■ 所给文本 ■
文章长度:约4千字。阅读时长:约10分钟。
摘要:“Schedule F”是川普新政府整顿联邦官僚体系的关键工具,旨在改变从事政策制定与倡导的中高层公务员的雇佣性质,使其失去工会保护,而由机构负责人直接掌控。目前“Schedule F”政策已经遭到多个联邦雇员工会的起诉,其效果尚未可知。
关键词:川普政府,官僚体制。
如果你关注美国新闻,尤其是川普新政府的动向,或许已经听过“Schedule F”这个词。作为川普新政的核心议题之一,整顿庞大的联邦官僚体系成了当务之急,而“Schedule F”正是实现这一目标的关键工具。
“Schedule F”源于2020年10月川普签署的第13957号行政命令(Executive Order on Creating Schedule F In the Excepted Service)。然而,当时正值川普第一任期末尾,政策尚未落地,他就卸任了。2021年1月拜登上台后,迅速撤销了这项行政命令。直到今年1月川普重新当选,他上台后立刻恢复了“Schedule F”,显示出其对这项改革的坚定决心。
1月29日,2024年NAEP测试(National Assessment of Educational Progress)的结果公布。2月5日,AEI的教育主播以此为题,邀请两位专家进行深度讨论。节目名为《The Report Card with Nat Malkus: The NAEP 2024 Rundown (with Marty West and Mark Schneider)》,可通过以下链接收听:
https://podcasts.apple.com/us/podcast/the-report-card-with-nat-malkus/id1450664435?i=1000689431984&r=2529
其中一位受访者Mark Schneider曾任美国国家教育统计中心(National Center for Education Statistics)主管,后又担任美国教育科学研究所(Institute for Education Sciences)负责人。采访接近尾声时,主持人抛出了一个与NAEP结果无关的话题:问他对于解雇职业公务员的看法。Mark Schneider的回答令我惊讶:
“希望Schedule F能重新实施。目前,许多身处较高职位、实际参与政策实施的人却无需承担责任。我认为,行政办公室的官员都应该被纳入Schedule F,因为政策的实施直接影响其成败,对吧?
事实证明,行政高管比任何人都更能推动政策的实施。但其中一些人是这个庞大体系、这部官僚机器的一部分,他们随心所欲地行事,既不负责任,也不回应需求。所以,我支持Schedule F,并且认为行政高管也应该纳入其中。
部分原因在于,如果我们想要实现政策目标,关键在于实施。为此,我们必须能够让最高级别的职业公务员承担责任。”
他在回答中也提到了“Schedule F”,这不禁让人好奇:Schedule F究竟是什么?为什么它对改革官僚体系如此重要?
Schedule F是什么?

■ 条目列表 ■

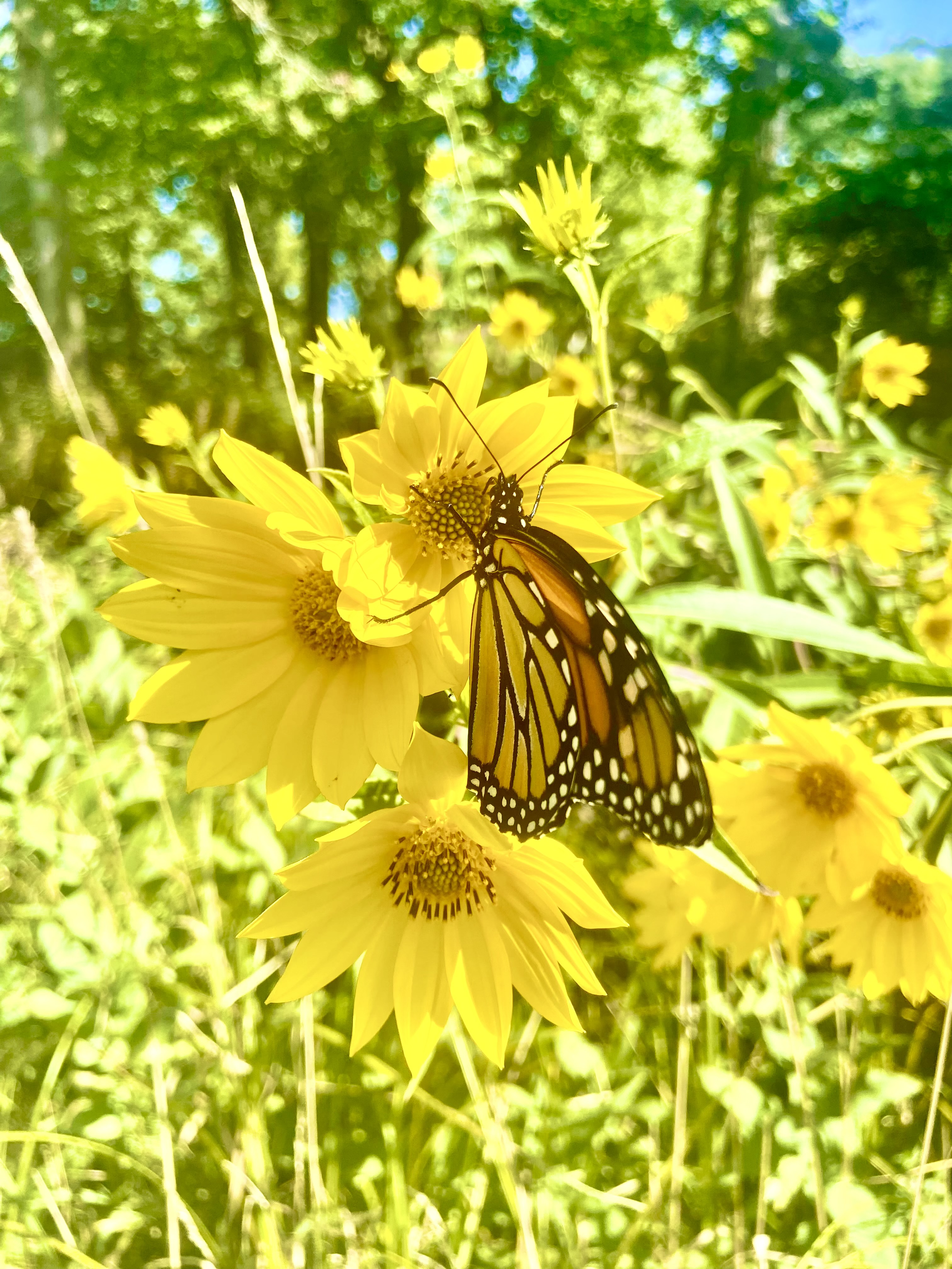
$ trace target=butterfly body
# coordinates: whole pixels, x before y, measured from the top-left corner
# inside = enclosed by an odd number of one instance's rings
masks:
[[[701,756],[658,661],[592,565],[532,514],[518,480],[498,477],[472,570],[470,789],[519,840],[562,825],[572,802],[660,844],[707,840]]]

--

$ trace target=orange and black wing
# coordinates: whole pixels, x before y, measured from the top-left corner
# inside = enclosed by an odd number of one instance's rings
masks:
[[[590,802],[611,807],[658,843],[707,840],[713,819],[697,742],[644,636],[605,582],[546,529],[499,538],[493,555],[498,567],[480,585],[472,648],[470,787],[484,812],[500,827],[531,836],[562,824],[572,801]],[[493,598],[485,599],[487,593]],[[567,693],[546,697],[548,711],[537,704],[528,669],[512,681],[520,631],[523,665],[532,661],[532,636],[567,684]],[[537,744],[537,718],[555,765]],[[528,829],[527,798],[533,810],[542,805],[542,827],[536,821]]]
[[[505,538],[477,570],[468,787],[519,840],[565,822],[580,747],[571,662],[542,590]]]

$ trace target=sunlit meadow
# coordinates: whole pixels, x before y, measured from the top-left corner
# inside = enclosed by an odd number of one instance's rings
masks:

■ 任务要求 1 ■
根据这篇讲Schedule F的文章,Mark Schneider为什么主张把行政高管也纳入Schedule F?用一到三句话回答。
■ 任务要求 2 ■
判断下列说法是否符合这篇讲Schedule F的文章,逐条回答“是”或“否”,并原样引用文中起决定作用的字句:(a) 第13957号行政命令是在2020年10月签署的;(b) 拜登上台后保留了这项行政命令;(c) Schedule F政策目前还没有被任何工会起诉。
这些条目在这里用不上。

■ 参考答案 1 ■
他认为政策目标能否实现关键在于实施,而行政高管比任何人都更能推动政策的实施。但其中有些人随心所欲,既不负责任,也不回应需求,所以必须能够让最高级别的职业公务员承担责任。

■ 参考答案 2 ■
(a) 是。「“Schedule F”源于2020年10月川普签署的第13957号行政命令」
(b) 否。「2021年1月拜登上台后,迅速撤销了这项行政命令。」
(c) 否。「目前“Schedule F”政策已经遭到多个联邦雇员工会的起诉」